• _Description of the task_
Starting with the first line and ending with the last, transcribe the data exactly.

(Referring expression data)

□ □ □ □ □

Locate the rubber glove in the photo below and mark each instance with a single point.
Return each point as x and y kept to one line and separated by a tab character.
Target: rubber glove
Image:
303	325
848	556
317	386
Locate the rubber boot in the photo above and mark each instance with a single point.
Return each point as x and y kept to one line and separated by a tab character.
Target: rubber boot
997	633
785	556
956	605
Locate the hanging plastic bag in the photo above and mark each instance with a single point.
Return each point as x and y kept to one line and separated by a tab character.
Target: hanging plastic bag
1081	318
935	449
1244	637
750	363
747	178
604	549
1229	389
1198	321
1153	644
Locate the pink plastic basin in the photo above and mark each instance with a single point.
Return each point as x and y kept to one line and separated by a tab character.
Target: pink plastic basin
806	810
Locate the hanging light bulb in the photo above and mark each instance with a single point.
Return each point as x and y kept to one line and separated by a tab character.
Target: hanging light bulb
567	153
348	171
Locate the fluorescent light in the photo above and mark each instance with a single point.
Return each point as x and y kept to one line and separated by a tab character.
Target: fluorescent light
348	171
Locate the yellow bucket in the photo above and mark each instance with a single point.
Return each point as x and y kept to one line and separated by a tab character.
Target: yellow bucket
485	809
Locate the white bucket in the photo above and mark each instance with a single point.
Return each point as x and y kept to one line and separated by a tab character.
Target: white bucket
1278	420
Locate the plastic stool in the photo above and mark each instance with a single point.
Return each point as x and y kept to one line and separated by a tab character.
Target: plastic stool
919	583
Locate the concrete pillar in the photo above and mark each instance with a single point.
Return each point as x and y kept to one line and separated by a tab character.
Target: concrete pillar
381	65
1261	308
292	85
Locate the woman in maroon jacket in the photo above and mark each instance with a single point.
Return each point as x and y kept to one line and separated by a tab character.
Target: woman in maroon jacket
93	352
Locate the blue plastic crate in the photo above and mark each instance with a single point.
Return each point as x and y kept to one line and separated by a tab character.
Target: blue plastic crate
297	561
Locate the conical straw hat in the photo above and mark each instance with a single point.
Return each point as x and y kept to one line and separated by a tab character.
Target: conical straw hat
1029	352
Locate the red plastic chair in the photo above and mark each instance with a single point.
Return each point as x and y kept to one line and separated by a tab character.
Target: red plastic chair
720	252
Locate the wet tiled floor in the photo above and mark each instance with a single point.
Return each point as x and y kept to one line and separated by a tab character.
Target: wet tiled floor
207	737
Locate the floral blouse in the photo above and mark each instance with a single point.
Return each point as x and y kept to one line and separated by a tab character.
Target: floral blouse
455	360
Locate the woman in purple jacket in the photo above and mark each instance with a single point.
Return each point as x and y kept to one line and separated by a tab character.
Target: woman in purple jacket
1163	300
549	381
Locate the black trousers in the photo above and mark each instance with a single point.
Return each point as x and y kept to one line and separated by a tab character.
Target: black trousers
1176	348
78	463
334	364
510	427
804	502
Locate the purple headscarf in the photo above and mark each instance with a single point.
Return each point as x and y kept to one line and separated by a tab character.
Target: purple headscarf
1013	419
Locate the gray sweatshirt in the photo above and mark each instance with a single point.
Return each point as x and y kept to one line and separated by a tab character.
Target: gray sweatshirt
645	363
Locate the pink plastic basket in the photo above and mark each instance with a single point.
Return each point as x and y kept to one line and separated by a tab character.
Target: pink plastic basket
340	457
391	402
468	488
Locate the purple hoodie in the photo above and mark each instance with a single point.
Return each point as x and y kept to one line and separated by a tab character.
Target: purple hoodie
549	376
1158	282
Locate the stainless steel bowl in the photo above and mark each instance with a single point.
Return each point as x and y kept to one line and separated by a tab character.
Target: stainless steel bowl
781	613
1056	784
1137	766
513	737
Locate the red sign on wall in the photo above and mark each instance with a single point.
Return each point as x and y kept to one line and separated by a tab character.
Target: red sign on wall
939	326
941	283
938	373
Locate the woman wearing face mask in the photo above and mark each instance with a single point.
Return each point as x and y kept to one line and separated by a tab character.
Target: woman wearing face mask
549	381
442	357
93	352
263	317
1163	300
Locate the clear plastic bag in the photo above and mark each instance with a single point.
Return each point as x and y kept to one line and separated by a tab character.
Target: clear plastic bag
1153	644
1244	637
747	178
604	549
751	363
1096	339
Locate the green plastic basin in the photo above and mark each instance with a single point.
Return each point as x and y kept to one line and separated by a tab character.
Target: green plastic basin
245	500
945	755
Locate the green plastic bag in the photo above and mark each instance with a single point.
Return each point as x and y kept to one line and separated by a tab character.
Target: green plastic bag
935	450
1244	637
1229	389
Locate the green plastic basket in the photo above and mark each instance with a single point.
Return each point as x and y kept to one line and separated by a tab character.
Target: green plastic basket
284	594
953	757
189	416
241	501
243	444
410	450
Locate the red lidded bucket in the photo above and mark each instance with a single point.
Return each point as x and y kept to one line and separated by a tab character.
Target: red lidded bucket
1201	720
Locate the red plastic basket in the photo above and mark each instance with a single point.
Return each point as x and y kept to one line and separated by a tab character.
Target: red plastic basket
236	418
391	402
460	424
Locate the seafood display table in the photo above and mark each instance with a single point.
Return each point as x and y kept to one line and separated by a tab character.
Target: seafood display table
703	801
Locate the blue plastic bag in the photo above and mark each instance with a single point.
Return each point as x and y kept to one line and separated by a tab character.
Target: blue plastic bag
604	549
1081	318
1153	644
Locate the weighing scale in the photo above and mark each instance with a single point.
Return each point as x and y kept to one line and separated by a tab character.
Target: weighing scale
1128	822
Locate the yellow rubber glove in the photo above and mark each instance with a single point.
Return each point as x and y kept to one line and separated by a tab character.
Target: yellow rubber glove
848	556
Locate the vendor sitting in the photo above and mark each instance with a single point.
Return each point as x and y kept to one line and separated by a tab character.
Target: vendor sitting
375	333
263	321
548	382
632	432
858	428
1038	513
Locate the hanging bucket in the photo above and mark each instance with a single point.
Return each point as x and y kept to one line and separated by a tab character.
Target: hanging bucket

□ □ □ □ □

• _Response to this exercise_
Locate the rubber glove in the photo below and mark each instance with a single point.
Return each point as x and y kept to one line and separated by a tab character.
Target: rubber glove
Image:
303	325
848	556
317	386
Locate the rubber boot in the photo above and mark each instance with a single point.
Return each point as x and y kept to one line and separated by a tab character.
Target: rubber boot
997	633
785	556
956	605
Locate the hanging plastic bag in the photo above and mark each instance with a single point.
Return each point as x and y kept to one line and separated by a tab character.
Target: hanging plastic bag
1081	318
935	449
1244	637
750	363
747	178
604	549
1229	389
1198	321
1153	644
Locate the pink plastic basin in the photo above and mark each instance with a single point.
Return each point as x and y kept to one line and separated by a tab character.
Target: pink plastic basin
806	810
Locate the hanging light bulb in the photo above and mark each instance with a single point.
Return each point as x and y kept to one line and separated by a tab character.
Target: hanging light bulb
567	153
348	171
Locate the fluorescent light in the photo above and mark each instance with a single point.
Return each point as x and y kept to one line and separated by a tab character.
Target: fluorescent light
348	171
Locate the yellow bucket in the photo above and mark each instance with a single point.
Return each point as x and y kept to one line and separated by a tab character.
Target: yellow bucket
485	809
Locate the white bucket in the photo above and mark each instance with a single point.
Return each point as x and y kept to one line and separated by a tab character.
Target: white bucket
1278	420
Locate the plastic stool in the photo above and mark each instance with a single point.
Return each point as x and y kept to one line and separated by a tab character.
Target: plastic stool
919	583
Locate the concrete pillar in the photo above and mark each instance with a single point.
Return each point as x and y kept to one line and separated by a tab character.
Target: concrete pillar
381	65
1261	308
292	85
Locate the woman in maroon jacket in the photo above and mark each instance with a single point.
Return each point as x and y kept to one line and separated by a tab character.
Target: woman in maroon jacket
93	352
Locate the blue plastic crate in the photo above and mark each instance with a single point.
Return each point as x and y kept to one line and separated by a tab character.
Target: blue plastic crate
297	561
Locate the conical straw hat in the photo above and mark each instance with a single point.
Return each point as x and y kept to one line and separated by a tab character.
Target: conical straw hat
1029	352
Locate the red plastic chair in the photo above and mark each instance with a single point.
Return each point as x and y kept to one line and separated by a tab character.
Target: red plastic chair
720	252
Locate the wet tiled floor in the photo above and mark each instance with a single point.
Return each point as x and y kept to one line and separated by a tab character.
Target: wet tiled floor
207	737
Locate the floral blouse in the photo above and mark each instance with a single point.
Return each point as x and y kept to one line and separated by a tab character.
Target: floral blouse
455	360
Locate the woman in purple jacket in the photo above and mark each instance with a single point.
Return each point as x and y kept to one line and separated by a tab character.
Target: woman in purple jacket
1163	300
549	381
Locate the black trousers in the photo above and mark each instance with a single point.
Return each point as x and y kept to one line and separated by a tab character.
Target: black trousers
1176	348
78	463
334	364
510	427
804	502
Locate the purple headscarf in the photo above and mark each instance with a single point.
Return each point as x and y kept to one line and separated by a tab character.
Target: purple headscarf
1013	419
Locate the gray sweatshirt in the photo above and mark each instance with a single point.
Return each point as x and y kept to one line and separated by a tab character.
Target: gray sweatshirt
645	363
Locate the pink plastic basket in the photo above and mark each instance with a single point.
Return each point as x and y kept to one line and separated by a tab character.
Target: pink plastic basket
340	457
391	402
468	488
Locate the purple hoodie in the photo above and mark each instance with a single point.
Return each point as x and y kept to one line and separated by a tab character.
Target: purple hoodie
549	376
1158	282
Locate the stainless steel bowl in the photo above and mark each instance with a single point.
Return each point as x and y kept to one line and separated by a tab character.
Target: stainless steel bowl
781	613
1056	784
1137	766
513	737
Locate the red sign on wall in the photo above and mark each instance with a single point.
Return each point as x and y kept to one line and separated by a tab character.
Target: red sign on wall
939	326
941	283
938	373
Locate the woman wearing face mask in the photo above and mark each instance with a single point.
Return each point as x and y kept to one line and separated by a tab character.
Target: woman wearing face mask
549	381
442	357
93	352
263	317
1163	300
Locate the clear plastic bag in the photo above and mark each instance with a single point.
Return each point as x and y kept to one line and separated by a tab character.
Target: clear plastic bag
1153	644
1244	637
747	178
604	549
751	363
1096	339
Locate the green plastic basin in the photo above and mark each instance with a single point.
Return each point as x and y kept to one line and separated by a tab character.
Target: green plastic basin
245	500
945	755
Locate the green plastic bag in the photo above and mark each instance with a single point.
Return each point as x and y kept to one line and separated by a tab character.
Target: green plastic bag
935	450
1244	637
1229	389
Locate the green plastic basket in the photo above and mark each instance with a single point.
Return each point as x and y kept to one line and separated by a tab character.
Target: green plastic basket
284	594
953	757
189	416
241	501
243	444
410	450
Locate the red lidded bucket in the photo above and mark each instance with a single point.
Return each point as x and y kept to one line and separated by a tab character.
Target: red lidded bucket
1201	720
Locate the red plastic basket in the photo above and mark each instance with a single point.
Return each point as x and y kept to one line and separated by a tab character.
Target: red plastic basket
236	418
391	402
460	424
Locate the seafood display table in the photo above and mark each instance with a single point.
Return each point as x and y kept to one line and separated by a tab character.
Target: seafood display table
703	801
Locate the blue plastic bag in the photo above and mark each instance with a single point.
Return each point as x and y kept to one line and separated by a tab character.
Target: blue plastic bag
604	549
1081	318
1153	644
Locate the weighing scale in the photo above and mark each instance with a single point.
Return each point as x and y kept to one line and separated by a tab character.
Target: weighing scale
1128	822
Locate the yellow rubber glove in the photo above and mark each instance with a single point.
Return each point as x and y kept to one line and separated by a tab character.
Target: yellow rubber glove
848	556
Locate the vendor sitting in the photo above and mark each instance with a single point.
Return each point as x and y kept to one line and separated by a tab character.
Target: vendor sitting
375	333
263	321
548	382
632	432
858	428
1038	513
Locate the hanging bucket in the photo above and mark each instance with a single point.
Return each point as x and y kept to one line and separated by a tab character.
Target: hanging bucket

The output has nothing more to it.